## Records shown
^^^^
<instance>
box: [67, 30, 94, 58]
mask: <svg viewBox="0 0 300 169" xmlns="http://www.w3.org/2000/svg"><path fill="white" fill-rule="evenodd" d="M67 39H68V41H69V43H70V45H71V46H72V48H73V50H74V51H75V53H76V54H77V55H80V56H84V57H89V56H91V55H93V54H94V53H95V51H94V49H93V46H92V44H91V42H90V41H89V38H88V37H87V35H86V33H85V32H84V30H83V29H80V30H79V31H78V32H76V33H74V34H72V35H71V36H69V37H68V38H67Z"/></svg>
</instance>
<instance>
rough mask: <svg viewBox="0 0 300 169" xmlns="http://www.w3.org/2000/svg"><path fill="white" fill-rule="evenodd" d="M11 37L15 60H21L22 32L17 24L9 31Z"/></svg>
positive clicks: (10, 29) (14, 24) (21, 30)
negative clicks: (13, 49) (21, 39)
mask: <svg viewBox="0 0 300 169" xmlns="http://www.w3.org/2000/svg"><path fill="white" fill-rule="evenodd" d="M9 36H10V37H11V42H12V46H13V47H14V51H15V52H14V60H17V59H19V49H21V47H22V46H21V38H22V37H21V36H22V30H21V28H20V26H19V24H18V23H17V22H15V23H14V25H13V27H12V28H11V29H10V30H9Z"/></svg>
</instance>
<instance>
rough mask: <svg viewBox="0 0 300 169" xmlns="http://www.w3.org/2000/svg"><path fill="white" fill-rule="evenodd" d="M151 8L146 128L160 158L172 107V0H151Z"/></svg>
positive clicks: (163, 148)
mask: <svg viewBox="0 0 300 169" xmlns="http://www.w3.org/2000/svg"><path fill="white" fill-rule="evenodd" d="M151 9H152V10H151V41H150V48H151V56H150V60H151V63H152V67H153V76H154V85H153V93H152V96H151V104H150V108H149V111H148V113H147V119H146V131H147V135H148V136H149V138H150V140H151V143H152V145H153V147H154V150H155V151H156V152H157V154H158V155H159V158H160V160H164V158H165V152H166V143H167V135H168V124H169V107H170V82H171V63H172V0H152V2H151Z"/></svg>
^^^^
Top to bottom, the records above must be output exactly.

<instance>
box: [67, 30, 94, 58]
mask: <svg viewBox="0 0 300 169" xmlns="http://www.w3.org/2000/svg"><path fill="white" fill-rule="evenodd" d="M67 39H68V41H69V43H70V45H71V46H72V48H73V50H74V51H75V53H76V54H77V55H80V56H84V57H89V56H91V55H93V54H94V53H95V51H94V49H93V46H92V44H91V42H90V41H89V38H88V37H87V35H86V33H85V32H84V30H83V29H80V30H79V31H78V32H76V33H74V34H72V35H71V36H69V37H68V38H67Z"/></svg>
</instance>
<instance>
rough mask: <svg viewBox="0 0 300 169" xmlns="http://www.w3.org/2000/svg"><path fill="white" fill-rule="evenodd" d="M11 37L15 60H21L22 32L17 24L9 31Z"/></svg>
positive clicks: (10, 29) (14, 24) (21, 30)
negative clicks: (13, 49) (21, 39)
mask: <svg viewBox="0 0 300 169" xmlns="http://www.w3.org/2000/svg"><path fill="white" fill-rule="evenodd" d="M9 36H10V37H11V42H12V46H13V47H14V51H15V52H14V60H17V59H19V49H21V47H22V46H21V38H22V37H21V36H22V30H21V28H20V26H19V24H18V23H17V22H15V23H14V25H13V27H12V28H11V29H10V30H9Z"/></svg>
</instance>
<instance>
rough mask: <svg viewBox="0 0 300 169" xmlns="http://www.w3.org/2000/svg"><path fill="white" fill-rule="evenodd" d="M151 8L146 128L160 158L172 107V0H151Z"/></svg>
positive clicks: (163, 148)
mask: <svg viewBox="0 0 300 169" xmlns="http://www.w3.org/2000/svg"><path fill="white" fill-rule="evenodd" d="M151 9H152V10H151V41H150V48H151V56H150V60H151V63H152V67H153V76H154V85H153V93H152V96H151V104H150V108H149V111H148V113H147V119H146V131H147V135H148V136H149V138H150V140H151V143H152V145H153V147H154V150H155V151H156V152H157V154H158V155H159V158H160V160H164V158H165V152H166V143H167V135H168V124H169V107H170V82H171V63H172V0H152V2H151Z"/></svg>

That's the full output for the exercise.